= Beginning of Section =
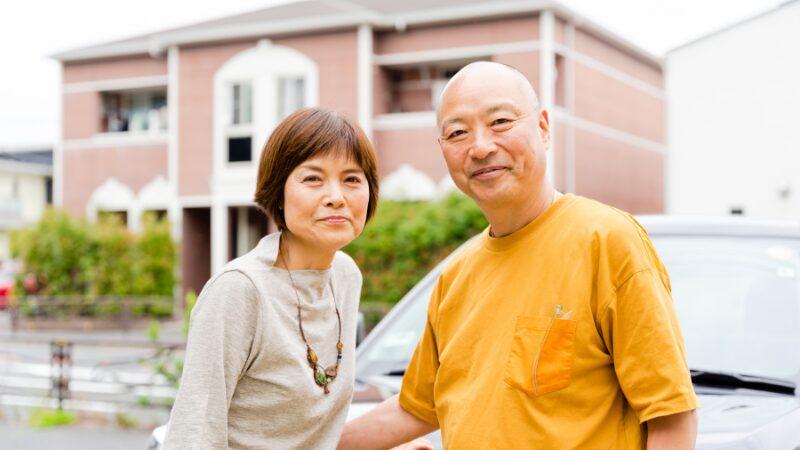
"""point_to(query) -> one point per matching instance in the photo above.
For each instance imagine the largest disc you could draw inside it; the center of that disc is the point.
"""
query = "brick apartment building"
(174, 121)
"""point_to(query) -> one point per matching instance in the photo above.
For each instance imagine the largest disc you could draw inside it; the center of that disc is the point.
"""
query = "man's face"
(493, 137)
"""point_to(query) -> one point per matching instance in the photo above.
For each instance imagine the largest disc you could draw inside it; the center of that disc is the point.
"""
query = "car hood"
(740, 421)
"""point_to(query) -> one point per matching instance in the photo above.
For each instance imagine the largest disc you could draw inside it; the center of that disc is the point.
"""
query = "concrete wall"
= End of Section =
■ What to work on
Strip out the pictures and reproduce the remaining material above exactly.

■ Result of the task
"""point_to(query) -> one point per matching instance in the photo above.
For each instance imagine the largest disc you could draw inside it; the center of that disc is the point.
"""
query = "brick apartment building"
(174, 121)
"""point_to(query) -> one point per matching instance in the photo above.
For each instance imagine the largest disc you could draw inside it; the center of that disc is the point.
"""
query = "man's face"
(493, 137)
"""point_to(query) -> one point per matching instance in the photo above.
For each instance imagine the largest disc you could draw inside it; the center of that disc is the point.
"""
query = "car hood"
(740, 421)
"""point_to(query) -> one point per matching instance in the photo above.
For each instance imagine the largest disc you could draw inside it; the center of that disc is the point.
"""
query = "concrete wall"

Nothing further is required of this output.